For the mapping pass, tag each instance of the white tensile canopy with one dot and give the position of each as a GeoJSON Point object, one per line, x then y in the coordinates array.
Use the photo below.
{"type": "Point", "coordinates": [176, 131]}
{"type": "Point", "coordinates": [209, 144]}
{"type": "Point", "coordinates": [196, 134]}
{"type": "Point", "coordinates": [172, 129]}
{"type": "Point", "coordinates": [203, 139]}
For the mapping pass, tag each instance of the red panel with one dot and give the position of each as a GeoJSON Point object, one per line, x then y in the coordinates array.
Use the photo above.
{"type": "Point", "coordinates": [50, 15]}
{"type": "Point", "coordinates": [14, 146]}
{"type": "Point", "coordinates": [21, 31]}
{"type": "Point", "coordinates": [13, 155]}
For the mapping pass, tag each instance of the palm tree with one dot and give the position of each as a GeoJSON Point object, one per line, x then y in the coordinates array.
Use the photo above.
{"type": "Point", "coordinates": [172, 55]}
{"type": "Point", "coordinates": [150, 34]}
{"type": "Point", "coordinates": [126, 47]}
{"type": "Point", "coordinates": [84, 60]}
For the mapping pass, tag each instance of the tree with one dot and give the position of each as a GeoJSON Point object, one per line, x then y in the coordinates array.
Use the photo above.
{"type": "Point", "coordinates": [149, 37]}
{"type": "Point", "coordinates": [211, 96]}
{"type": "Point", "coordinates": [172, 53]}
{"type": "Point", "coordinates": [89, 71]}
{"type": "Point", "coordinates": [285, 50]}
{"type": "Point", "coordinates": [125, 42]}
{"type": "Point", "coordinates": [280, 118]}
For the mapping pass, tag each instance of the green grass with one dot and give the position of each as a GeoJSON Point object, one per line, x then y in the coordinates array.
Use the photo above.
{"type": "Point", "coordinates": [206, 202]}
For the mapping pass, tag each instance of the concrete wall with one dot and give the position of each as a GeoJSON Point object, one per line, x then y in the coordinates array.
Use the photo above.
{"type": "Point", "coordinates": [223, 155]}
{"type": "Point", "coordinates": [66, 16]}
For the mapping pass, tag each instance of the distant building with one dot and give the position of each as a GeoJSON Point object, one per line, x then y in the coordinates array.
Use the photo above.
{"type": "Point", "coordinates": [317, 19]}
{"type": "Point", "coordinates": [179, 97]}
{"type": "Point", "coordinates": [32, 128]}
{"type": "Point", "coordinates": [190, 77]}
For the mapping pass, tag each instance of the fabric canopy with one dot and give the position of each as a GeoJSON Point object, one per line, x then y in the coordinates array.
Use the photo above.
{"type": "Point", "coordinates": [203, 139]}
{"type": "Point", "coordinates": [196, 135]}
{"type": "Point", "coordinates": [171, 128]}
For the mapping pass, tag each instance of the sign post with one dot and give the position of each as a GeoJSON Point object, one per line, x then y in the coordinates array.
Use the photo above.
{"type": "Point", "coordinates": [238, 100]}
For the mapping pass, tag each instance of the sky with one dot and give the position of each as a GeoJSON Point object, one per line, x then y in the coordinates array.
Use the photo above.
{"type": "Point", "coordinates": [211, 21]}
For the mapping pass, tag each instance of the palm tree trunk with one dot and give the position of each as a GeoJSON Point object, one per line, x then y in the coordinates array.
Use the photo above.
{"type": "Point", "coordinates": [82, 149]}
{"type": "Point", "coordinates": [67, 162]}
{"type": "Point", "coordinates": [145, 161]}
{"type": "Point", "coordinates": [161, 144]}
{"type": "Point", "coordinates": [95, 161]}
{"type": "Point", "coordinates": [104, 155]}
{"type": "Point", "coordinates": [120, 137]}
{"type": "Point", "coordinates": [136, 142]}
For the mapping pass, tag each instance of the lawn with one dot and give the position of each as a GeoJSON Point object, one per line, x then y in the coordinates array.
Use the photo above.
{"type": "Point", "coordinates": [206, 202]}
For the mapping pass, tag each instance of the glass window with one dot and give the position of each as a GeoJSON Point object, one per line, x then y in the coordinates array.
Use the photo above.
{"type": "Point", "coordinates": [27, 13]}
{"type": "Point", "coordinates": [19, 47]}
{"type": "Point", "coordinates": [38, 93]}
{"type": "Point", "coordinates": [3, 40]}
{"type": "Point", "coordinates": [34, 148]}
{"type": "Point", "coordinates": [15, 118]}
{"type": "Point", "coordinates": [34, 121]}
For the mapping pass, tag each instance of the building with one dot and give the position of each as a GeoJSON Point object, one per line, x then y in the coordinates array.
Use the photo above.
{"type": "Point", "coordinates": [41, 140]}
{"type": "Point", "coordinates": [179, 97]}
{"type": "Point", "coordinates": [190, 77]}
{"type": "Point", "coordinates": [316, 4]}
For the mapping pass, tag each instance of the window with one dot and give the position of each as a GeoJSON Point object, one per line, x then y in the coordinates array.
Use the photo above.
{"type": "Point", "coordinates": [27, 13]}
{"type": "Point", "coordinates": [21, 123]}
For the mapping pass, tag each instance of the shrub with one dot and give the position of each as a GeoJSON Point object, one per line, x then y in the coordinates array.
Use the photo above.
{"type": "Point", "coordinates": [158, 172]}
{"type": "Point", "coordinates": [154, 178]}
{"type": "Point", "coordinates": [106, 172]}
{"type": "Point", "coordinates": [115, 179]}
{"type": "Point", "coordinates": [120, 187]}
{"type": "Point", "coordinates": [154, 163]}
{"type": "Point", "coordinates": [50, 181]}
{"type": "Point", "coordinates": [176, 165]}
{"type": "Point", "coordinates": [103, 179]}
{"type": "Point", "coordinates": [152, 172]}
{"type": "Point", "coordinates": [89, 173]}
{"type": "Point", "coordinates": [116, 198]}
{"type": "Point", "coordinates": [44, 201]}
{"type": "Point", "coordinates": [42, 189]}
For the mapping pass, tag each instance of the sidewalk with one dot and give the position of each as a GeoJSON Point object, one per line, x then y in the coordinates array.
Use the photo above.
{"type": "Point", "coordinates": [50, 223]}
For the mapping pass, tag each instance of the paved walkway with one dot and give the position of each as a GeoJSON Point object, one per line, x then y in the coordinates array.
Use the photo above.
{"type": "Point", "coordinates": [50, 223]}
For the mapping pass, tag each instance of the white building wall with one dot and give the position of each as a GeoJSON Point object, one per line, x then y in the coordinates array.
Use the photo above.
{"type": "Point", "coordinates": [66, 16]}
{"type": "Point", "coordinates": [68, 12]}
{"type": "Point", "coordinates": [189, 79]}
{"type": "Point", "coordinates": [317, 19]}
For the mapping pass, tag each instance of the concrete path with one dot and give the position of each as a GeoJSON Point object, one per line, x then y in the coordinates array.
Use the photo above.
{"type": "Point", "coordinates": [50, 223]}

══════════

Stated problem> Repeat only the lines running from the line that contains "For the mapping pass, tag each instance of the sidewalk" through the last line above, inclusive.

Solution to the problem>
For the mapping pass, tag each instance of the sidewalk with one dot and give the position of each as a GeoJSON Point object, one per line, x then y in the coordinates array.
Use the photo above.
{"type": "Point", "coordinates": [50, 223]}
For the mapping pass, tag each instance of the paved walkway with one dot and give the position of each as a GeoJSON Point object, one per line, x then y in the coordinates array.
Use the photo above.
{"type": "Point", "coordinates": [50, 223]}
For the mapping pass, tag each instance of the white building wall with one dot and give the position of each as a GeoJSON Point object, one per line, x then y in the coordinates array.
Use the photo above.
{"type": "Point", "coordinates": [66, 16]}
{"type": "Point", "coordinates": [68, 12]}
{"type": "Point", "coordinates": [189, 79]}
{"type": "Point", "coordinates": [317, 19]}
For the mapping pass, tag each instance of the concrete path with one dot and give the position of each as a GeoJSON Point object, one per line, x then y in the coordinates array.
Use the photo above.
{"type": "Point", "coordinates": [50, 223]}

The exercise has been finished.